### RECORDS:
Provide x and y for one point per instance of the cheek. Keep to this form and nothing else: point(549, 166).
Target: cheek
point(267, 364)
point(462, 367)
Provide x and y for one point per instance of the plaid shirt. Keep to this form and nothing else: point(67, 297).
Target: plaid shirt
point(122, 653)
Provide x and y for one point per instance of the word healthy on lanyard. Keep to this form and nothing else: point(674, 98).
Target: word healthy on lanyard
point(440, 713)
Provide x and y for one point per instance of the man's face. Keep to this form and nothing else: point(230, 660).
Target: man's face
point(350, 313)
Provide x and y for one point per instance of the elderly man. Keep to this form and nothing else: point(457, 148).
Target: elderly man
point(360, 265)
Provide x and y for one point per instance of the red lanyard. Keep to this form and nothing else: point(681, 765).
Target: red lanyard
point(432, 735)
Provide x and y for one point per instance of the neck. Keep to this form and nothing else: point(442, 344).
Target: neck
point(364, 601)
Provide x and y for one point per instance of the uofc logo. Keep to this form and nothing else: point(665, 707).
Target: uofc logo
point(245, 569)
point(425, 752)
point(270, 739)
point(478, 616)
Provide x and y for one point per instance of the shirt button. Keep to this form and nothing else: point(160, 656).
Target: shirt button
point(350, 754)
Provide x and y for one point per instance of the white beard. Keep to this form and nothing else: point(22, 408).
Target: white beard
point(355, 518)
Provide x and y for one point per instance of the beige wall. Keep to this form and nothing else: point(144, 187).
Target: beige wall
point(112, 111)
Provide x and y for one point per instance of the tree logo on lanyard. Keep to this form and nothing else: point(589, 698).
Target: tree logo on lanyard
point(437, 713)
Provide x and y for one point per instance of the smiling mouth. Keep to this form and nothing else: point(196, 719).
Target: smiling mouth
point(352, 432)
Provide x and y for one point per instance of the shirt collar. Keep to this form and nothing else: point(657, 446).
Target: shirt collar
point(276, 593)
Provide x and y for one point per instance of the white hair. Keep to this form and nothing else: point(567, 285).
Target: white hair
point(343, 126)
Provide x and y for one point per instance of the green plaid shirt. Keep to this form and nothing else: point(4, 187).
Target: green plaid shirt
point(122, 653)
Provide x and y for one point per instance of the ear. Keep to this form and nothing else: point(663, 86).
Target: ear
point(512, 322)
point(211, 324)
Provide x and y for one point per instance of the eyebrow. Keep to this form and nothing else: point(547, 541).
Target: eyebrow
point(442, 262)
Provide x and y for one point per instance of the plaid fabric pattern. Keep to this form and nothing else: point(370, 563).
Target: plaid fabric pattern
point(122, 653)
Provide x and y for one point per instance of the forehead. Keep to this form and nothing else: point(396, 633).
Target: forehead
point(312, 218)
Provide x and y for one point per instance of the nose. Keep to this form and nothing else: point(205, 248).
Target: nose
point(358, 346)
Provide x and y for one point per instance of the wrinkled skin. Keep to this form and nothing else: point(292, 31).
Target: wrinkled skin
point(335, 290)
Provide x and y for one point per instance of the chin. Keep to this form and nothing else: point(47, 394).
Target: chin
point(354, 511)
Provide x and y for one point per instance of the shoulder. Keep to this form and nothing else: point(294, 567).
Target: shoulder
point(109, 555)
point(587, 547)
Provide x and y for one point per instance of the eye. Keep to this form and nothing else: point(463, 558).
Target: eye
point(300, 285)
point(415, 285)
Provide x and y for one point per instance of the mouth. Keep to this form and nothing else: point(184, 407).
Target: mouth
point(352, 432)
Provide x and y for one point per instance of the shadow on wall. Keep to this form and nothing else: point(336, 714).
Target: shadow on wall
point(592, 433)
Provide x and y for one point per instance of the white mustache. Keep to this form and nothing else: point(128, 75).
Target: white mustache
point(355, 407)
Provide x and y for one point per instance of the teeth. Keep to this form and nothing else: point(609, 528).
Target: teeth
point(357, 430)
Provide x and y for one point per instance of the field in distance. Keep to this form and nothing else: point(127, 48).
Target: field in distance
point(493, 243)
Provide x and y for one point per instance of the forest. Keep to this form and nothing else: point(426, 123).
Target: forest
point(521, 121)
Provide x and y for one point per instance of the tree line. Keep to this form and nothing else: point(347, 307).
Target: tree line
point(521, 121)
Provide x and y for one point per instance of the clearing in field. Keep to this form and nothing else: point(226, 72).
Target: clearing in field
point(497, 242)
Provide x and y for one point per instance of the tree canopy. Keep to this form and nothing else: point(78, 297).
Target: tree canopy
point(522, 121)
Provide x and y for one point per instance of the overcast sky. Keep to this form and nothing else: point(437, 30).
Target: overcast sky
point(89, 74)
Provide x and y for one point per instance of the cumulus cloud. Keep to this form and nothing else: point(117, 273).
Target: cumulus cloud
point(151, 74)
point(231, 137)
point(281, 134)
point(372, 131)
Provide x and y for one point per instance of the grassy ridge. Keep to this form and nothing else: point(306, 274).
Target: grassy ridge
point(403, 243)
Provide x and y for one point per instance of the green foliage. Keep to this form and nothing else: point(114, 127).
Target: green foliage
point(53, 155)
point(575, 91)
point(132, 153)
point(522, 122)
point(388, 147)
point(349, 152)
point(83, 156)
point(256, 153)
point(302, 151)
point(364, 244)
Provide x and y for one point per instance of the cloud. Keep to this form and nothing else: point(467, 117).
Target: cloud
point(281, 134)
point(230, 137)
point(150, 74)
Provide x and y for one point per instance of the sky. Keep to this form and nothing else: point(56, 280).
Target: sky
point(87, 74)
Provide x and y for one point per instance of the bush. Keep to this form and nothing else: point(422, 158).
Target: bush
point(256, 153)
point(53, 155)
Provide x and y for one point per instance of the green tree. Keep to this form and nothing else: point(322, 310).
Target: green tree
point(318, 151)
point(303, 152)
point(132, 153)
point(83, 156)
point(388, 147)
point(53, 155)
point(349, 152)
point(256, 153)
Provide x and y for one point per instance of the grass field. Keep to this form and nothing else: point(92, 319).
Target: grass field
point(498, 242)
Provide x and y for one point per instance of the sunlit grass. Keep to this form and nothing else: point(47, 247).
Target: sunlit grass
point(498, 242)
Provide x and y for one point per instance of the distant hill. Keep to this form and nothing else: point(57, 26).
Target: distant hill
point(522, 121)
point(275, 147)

### STATED TASK:
Copy all of the data above word for word, with no changes.

### CORRECT RESPONSE:
Provide x and y for one point per instance of the cheek. Keep to this form and nothing else: point(549, 166).
Target: cheek
point(267, 364)
point(462, 367)
Provide x and y for one point per instance of the plaid shirt. Keep to this form and nothing else: point(67, 297).
Target: plaid shirt
point(122, 653)
Provide x and y for one point per instance of the word healthy on lanyard. Keep to this form and nothing else: point(674, 98).
Target: word healthy on lanyard
point(440, 713)
Provide x and y for one point per instance of the man's face. Keep to this form and nothing else: point(230, 660).
Target: man's face
point(350, 313)
Provide x and y for one point per instance of the elderly man. Keep to this form and nothing else: point(457, 148).
Target: elderly man
point(360, 265)
Provide x and y for one point per instance of the red lanyard. Keep to this form and nothing else: point(681, 765).
Target: red lanyard
point(432, 735)
Provide x and y for one point per instance of the neck. Keep to this form and nothing else: point(442, 344).
Target: neck
point(364, 601)
Provide x and y for one point per instance of the uofc logo. Keep to this form and nothing else: point(665, 707).
Target: uofc logo
point(245, 569)
point(425, 752)
point(270, 739)
point(478, 616)
Provide x and y for one point per instance of the shirt button. Keep to this form and nothing else: point(160, 656).
Target: shirt button
point(350, 754)
Provide x and y for one point per instance of the white beard. Keep to this form and nothing else: point(22, 408).
Target: white beard
point(355, 518)
Provide x and y for one point per instance of the beige wall. Keep to this form and nothing else: point(144, 187).
Target: beige wall
point(112, 111)
Provide x and y for one point per instance of the tree logo on lanyard. Keep to this form and nothing else: point(589, 698).
Target: tree logo on lanyard
point(437, 713)
Provide x and y for one point per instance of the smiling mouth. Keep to this form and nothing else: point(196, 719).
Target: smiling mouth
point(352, 432)
Provide x and y for one point per instance of the shirt collar. Keep to this form and nothing else: point(657, 446).
Target: shirt collar
point(276, 593)
Provide x and y for one point per instance of the white hair. Keep to this form and nothing else: point(567, 285).
Target: white hair
point(343, 126)
Provide x and y for one point per instance of the green plaid shirt. Keep to this form and nothing else: point(4, 187).
Target: green plaid shirt
point(122, 653)
Provide x and y for one point per instance of the ear. Keep to this form and nothing else: point(663, 86).
Target: ear
point(512, 322)
point(211, 324)
Provide x and y for one point per instance of the eyebrow. Keep to this form and nothing else: point(547, 541).
Target: eyebrow
point(442, 262)
Provide x and y for one point per instance of the plaid fabric pattern. Keep to this form and nothing else: point(370, 563).
Target: plaid fabric pattern
point(122, 653)
Provide x and y for one point per instance of the forehead. Keep to this form and nothing else: point(396, 633).
Target: forehead
point(312, 218)
Provide x and y for one point per instance of the nose. Keep to this form and nothing else: point(205, 248).
Target: nose
point(358, 346)
Provide x and y for one point per instance of the wrinkled skin. Keep to this form and nothing else: point(292, 31).
Target: wrinkled skin
point(335, 290)
Provide x and y for one point per instance of the chin. Keep to this form and nothing else: point(47, 394).
Target: chin
point(354, 511)
Provide x and y for one point per instance of the shoulder. Keep to this form and nothing else: point(294, 567).
Target: shoulder
point(109, 555)
point(587, 547)
Provide x and y for one point per instance of the eye. Keep to this form and nothing else: point(463, 558).
Target: eye
point(300, 285)
point(415, 285)
Provide x and y for one point per instance of the mouth. Keep to this form and nothing else: point(184, 407).
Target: mouth
point(352, 432)
Provide x and y for one point per instance of the shadow on wall. Keep to this form and nothing else: point(336, 714).
Target: shadow on wall
point(592, 433)
Provide x and y for one point per instance of the white mustache. Keep to this form and nothing else: point(128, 75).
Target: white mustache
point(355, 407)
Provide x and y for one point per instance of the teeth. Keep to this form and nothing else: point(609, 528).
Target: teeth
point(357, 430)
Provide x and y for one point per instance of the field in distance. Keep to this form and nothing else: point(127, 48).
Target: field in distance
point(493, 243)
Provide x and y for one point per instance of the forest. Keep to this form and nothing else: point(426, 123).
Target: forest
point(521, 121)
Provide x and y for one point per instance of the tree line. Keep to this form and nothing else: point(347, 307).
Target: tree line
point(521, 121)
Provide x and y for one point per instance of the clearing in field. Keep to this form and nothing else: point(226, 72).
Target: clearing in field
point(497, 242)
Provide x and y for one point per instance of the tree canopy. Keep to this form and nothing else: point(78, 297).
Target: tree canopy
point(522, 121)
Provide x and y for one point per instance of the overcast sky. Keep to this form and nothing else: point(437, 30).
Target: overcast sky
point(89, 74)
Provide x and y for one point per instance of the cumulus cloud. Keep to this form and nothing else: point(117, 273).
Target: cumulus cloud
point(151, 74)
point(231, 137)
point(281, 134)
point(372, 131)
Provide x and y for one point per instance of the grassy ridge. Keep to this form and nothing else: point(306, 274).
Target: grassy ridge
point(403, 243)
Provide x and y for one point per instance of the green foliage. Keep to this form and nothing else: point(114, 127).
Target: green foliage
point(53, 155)
point(575, 91)
point(132, 153)
point(522, 122)
point(388, 147)
point(349, 152)
point(83, 156)
point(256, 153)
point(302, 151)
point(364, 244)
Provide x and y for one point per instance of the cloud. Keep to this form and nothing else: point(467, 117).
Target: cloud
point(281, 134)
point(230, 137)
point(150, 74)
Provide x and y for one point per instance of the sky. Keep to this form and nothing else: point(56, 280).
Target: sky
point(87, 74)
Provide x and y for one point per instance of the bush. Keep to this form and nothing else: point(422, 158).
Target: bush
point(256, 153)
point(53, 155)
Provide x and y for one point per instance of the green tree. Keep to this form and nothing else: point(322, 310).
Target: green tree
point(318, 151)
point(303, 152)
point(132, 153)
point(83, 156)
point(388, 147)
point(53, 155)
point(349, 152)
point(256, 153)
Provide x and y for one point per instance of the grass field. Keep to this form and nothing else: point(92, 319).
Target: grass field
point(498, 242)
Provide x and y for one point per instance of the sunlit grass. Keep to this form and nothing else: point(47, 247).
Target: sunlit grass
point(498, 242)
Provide x and y for one point per instance of the distant hill. Keep to this form and nothing else: point(57, 26).
Target: distant hill
point(522, 121)
point(275, 147)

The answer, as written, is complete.